→ **Document extract**

2. Calculus and Stats in action! 🧪

A new medication is being tested to understand how quickly it leaves the bloodstream. After a single dose, researchers record the concentration of the drug in the blood at regular intervals. Run the code in the following cell to load the data from this experiment into the data frame called medication.

# Run this cell to load the data, DO NOT CHANGE THIS CELL.
set.seed(1)
Time <- seq(0, 10, length.out = 50)
true_conc <- 100 * exp(-0.4 * Time)        
noise <- rlnorm(length(Time), meanlog = 0, sdlog = 0.3) 
Concentration <- true_conc * noise 
Concentration <- ifelse(Concentration < 0.5, 0.5, Concentration)

# Create data frame
medication <- tibble(Time, Concentration)

→ **Work instruction 1**
Answer these questions about the medication exercise:
(a) What is the name of the data frame that the data is loaded into?
(b) How many time points does the code create, and over what range?
(c) What value replaces any concentration below 0.5?
→ **Work instruction 2**
Carry on the medication exercise from the point where it stops.
The data that comes after this is from a separate source.

→ **Information supplied**
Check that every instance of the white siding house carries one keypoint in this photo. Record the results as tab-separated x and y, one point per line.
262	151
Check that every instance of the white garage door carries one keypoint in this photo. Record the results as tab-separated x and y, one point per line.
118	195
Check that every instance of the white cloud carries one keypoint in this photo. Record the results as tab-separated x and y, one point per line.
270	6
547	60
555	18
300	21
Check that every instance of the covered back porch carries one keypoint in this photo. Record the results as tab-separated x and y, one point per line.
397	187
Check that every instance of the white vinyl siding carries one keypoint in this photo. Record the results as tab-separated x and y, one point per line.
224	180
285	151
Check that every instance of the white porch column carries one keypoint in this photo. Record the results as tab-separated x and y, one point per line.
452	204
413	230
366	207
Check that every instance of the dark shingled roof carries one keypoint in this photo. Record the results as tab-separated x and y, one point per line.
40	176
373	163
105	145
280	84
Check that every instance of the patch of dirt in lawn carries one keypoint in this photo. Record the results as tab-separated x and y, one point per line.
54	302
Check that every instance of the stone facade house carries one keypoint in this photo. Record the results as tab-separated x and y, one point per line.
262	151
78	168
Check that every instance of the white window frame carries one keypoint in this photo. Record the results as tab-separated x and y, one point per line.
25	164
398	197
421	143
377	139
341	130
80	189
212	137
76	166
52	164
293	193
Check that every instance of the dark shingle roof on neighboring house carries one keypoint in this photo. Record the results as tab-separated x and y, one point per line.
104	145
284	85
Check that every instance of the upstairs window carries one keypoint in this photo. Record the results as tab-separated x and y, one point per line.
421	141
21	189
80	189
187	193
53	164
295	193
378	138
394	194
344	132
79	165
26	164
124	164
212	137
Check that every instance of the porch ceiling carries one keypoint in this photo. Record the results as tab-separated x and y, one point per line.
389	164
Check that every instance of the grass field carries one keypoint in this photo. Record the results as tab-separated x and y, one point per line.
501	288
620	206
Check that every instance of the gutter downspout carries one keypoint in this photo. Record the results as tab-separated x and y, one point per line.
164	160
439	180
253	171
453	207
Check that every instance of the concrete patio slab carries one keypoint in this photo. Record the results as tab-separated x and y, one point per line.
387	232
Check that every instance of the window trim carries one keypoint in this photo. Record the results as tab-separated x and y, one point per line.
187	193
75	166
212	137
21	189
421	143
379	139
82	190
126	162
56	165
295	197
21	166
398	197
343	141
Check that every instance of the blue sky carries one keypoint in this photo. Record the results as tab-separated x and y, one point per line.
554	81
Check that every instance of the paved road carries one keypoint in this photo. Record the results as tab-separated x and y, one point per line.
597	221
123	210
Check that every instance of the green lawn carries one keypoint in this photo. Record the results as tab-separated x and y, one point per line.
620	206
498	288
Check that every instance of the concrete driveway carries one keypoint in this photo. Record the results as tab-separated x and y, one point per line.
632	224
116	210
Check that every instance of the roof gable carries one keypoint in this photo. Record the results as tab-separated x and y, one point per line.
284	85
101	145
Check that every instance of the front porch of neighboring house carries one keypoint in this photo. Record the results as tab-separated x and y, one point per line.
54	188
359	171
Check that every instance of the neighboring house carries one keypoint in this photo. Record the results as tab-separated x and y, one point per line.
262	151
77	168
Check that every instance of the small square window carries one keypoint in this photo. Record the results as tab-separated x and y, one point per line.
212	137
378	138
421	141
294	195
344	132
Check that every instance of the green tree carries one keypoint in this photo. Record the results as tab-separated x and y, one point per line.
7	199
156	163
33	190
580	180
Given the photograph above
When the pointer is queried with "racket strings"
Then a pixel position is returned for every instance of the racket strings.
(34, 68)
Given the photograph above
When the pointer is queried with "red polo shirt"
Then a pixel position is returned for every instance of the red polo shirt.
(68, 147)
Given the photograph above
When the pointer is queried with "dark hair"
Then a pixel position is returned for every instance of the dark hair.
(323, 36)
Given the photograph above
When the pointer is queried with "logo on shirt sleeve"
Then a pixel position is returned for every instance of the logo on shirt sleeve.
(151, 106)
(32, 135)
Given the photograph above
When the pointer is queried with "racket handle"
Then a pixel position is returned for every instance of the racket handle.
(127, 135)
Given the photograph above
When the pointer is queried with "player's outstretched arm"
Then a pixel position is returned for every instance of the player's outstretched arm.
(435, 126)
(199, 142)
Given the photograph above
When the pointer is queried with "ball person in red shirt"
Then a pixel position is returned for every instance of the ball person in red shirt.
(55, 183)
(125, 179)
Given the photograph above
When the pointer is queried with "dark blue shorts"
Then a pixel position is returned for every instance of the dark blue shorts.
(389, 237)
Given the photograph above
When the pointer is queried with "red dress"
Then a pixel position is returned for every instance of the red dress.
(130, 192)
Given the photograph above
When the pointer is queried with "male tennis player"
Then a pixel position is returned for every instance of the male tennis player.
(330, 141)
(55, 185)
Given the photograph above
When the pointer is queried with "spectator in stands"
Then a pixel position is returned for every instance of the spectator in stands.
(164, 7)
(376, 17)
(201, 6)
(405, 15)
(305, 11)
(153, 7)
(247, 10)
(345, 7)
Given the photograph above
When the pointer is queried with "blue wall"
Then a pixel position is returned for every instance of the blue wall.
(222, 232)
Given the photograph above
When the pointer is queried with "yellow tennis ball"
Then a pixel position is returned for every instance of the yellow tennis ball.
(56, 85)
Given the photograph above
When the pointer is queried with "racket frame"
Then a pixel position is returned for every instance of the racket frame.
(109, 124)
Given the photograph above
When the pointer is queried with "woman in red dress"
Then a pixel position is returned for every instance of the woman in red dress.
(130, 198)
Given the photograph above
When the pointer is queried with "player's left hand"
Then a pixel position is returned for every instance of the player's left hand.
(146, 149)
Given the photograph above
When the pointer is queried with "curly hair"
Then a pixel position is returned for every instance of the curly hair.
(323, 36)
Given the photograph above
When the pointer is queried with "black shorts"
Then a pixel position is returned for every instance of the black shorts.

→ **Answer section 1**
(a) medication
(b) 50 time points, from 0 to 10
(c) 0.5

→ **Answer section 2**
Make a scatter plot of the variables Time vs. Concentration from the medication data frame. Ensure your plot has a title.

# Your code here
ggplot(medication, aes(x = Time, y = Concentration)) +
  geom_point() +
  labs(
    title = 'Concentration of Drug over time',
    x = 'Time',
    y = 'Concentration'
  )

This data is an example of exponential decay. A mathematical model which fits this data has the form

\[ C(t) = C_0 e^{-kt} \]

where \(t\) denotes Time, \(C_0\) is the initial concentration and \(k > 0\) is the rate of decay. It is a general solution to the differential equation:

\[ \frac{dC}{dt} = -k C(t) \]

Note: the above comment is just to demonstrate the connection between the two topics, and is not relevant to doing this question (so you don’t need to be doing Calculus to do this question).

In this part of the assignment, we will use our knowledge of linear regression to solve for the values of \(C_0\) and \(k\) which fit this data.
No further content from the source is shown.